*TEXT SHOWN*.
Kampala, Uganda | THE INDEPENDENT | While global research suggests that children with sickle cell disease in Africa are not at risk of getting a stroke, new research by a Mulago hospital based pediatrician shows otherwise.
Dr. Deogratias Munube who has been working at the Mulago Sickle Cell Clinic for more than fifteen years says that currently, about three in every ten children admitted daily in the Acute Care Unit have a stroke.
“The background that many of us have is that stroke is for elderly people afflicted with hypertension, diabetes or a chronic disease,” Dr Munube said during an interview. “However, during my postgraduate studies, I saw many children with sickle cell coming in with stroke and this compelled me to research more about the condition.”
Munube who is also the only specialist handling sickle cell disease-related stroke at the country’s national referral hospital had found in an earlier study conducted in 2016 that the risk of stroke is highest during the first 10 years of one’s life and most prominent between five and 10 years.
Of the 100 children enrolled for the study, 7% suffered a stroke and majority of these had other health complications such as severe anemia, acute bacterial infection and pain crisis at the time of presentation.
“My initial work was to describe children who have sickle cell and how they present with stroke,” he explained. “I found that the commonest presentation was weakness in one part of their body and thus the inability to use that part such as the right upper limb or lower limb.”
This weakness is a result of the stroke blocking an artery that supplies blood to the brain, a condition scientifically called ischemic stroke. Consequently, the blockage reduces blood flow and oxygen to the brain, leading to brain damage.
Other presentations observed include abnormal behavior such as shouting or laughing unnecessarily, inability to respond to a parent’s call, drooling of saliva, drooping of the face and even blindness.
The doctor says that Ischemic stroke, which constitutes 84% of all strokes among sickle cell sufferers, is highest during the first 10 years of life and after 30 years. Inversely, patients may also suffer a stroke that is caused by bleeding on the brain, scientifically called a hemorrhagic stroke. This stroke is common among individuals in their 20’s.
“Children who suffer a stroke often live with the after effects for the rest of their lives,” Munube said. “Strokes usually impair their learning abilities and motor function, requiring a lifetime of physical, occupational and speech therapy.”
To identify factors that predispose children with sickle cell to having stroke, the researcher used an imaging test called a Transcranial Doppler (TCD) to detect factors that affect blood flow in their brains.
“The test revealed that 70% of the 100 children examined had abnormally high blood speed in the brain which indicated narrowed blood vessels. This puts many of them at a high risk of having a stroke,” he explained.
In terms of medical interventions, children who suffer a stroke must undergo frequent blood transfusion which is necessary to prevent recurrences of stroke.
Unless long-term transfusion therapy is provided, 70% to 90% of children who experience a single stroke have subsequent events, according to the researcher.
With recommendations for healthcare workers to keep monitoring children for signs of a stroke risk, Dr. Munube’s research which was supported by the NURTURE Research Training and Mentoring Program for Career Development at Makerere University’s College of Health Sciences shows that a child with sickle cell is 300 times more likely to have a stroke than a healthy child.
With these findings, Munube says the Department of Pediatrics and Child Health plans to introduce TCD screening for their patients which he anticipates might prevent 8,000 new stroke cases per year.
The doctor also urges people planning to start having children to go for a sickle cell screening test to establish whether they have the disease or carry the gene.
For the new born, he says they should be screened even when they look healthy since infants don’t show symptoms at birth because baby hemoglobin protects the red blood cells from becoming sickle shaped.
However, when the infant is around four or five months of age, the baby’s fetal hemoglobin is replaced by sickle hemoglobin and the cells begin to sickle.
According to Ministry of Health statistics, 245,000 babies are born annually with sickle cell disease in Uganda.

[Point localization data]

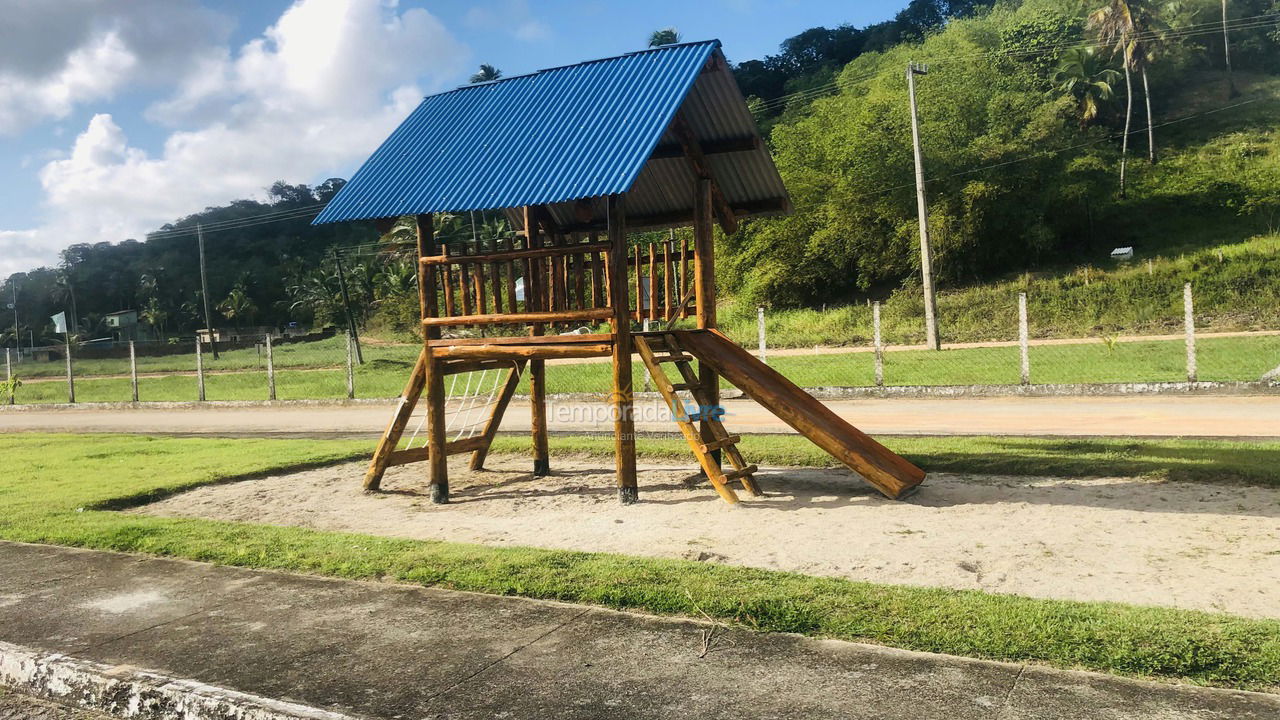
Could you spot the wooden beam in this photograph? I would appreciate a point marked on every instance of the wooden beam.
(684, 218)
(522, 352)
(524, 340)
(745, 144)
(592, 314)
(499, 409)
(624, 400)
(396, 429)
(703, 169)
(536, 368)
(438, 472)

* * *

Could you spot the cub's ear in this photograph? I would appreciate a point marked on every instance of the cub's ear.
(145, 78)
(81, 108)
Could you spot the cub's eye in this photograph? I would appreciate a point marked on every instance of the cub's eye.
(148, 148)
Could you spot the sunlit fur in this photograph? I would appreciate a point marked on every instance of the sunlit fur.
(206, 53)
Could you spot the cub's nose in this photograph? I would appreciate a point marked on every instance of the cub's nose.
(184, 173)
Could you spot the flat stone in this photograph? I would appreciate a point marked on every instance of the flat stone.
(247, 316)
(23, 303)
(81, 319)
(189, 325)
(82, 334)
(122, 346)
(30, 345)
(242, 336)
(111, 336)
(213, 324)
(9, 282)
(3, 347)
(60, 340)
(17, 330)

*INSTRUCTIONS*.
1. What is the Spanish translation of this sentence from the sickle cell article: "According to Ministry of Health statistics, 245,000 babies are born annually with sickle cell disease in Uganda."?
2. Can you reproduce everything in the sickle cell article from "Of the 100 children enrolled" down to "to brain damage.", word for word?

*RESULTS FOR EACH TASK*.
1. Según las estadísticas del Ministerio de Salud, en Uganda nacen cada año 245.000 bebés con la enfermedad de células falciformes.

2.
Of the 100 children enrolled for the study, 7% suffered a stroke and majority of these had other health complications such as severe anemia, acute bacterial infection and pain crisis at the time of presentation.
“My initial work was to describe children who have sickle cell and how they present with stroke,” he explained. “I found that the commonest presentation was weakness in one part of their body and thus the inability to use that part such as the right upper limb or lower limb.”
This weakness is a result of the stroke blocking an artery that supplies blood to the brain, a condition scientifically called ischemic stroke. Consequently, the blockage reduces blood flow and oxygen to the brain, leading to brain damage.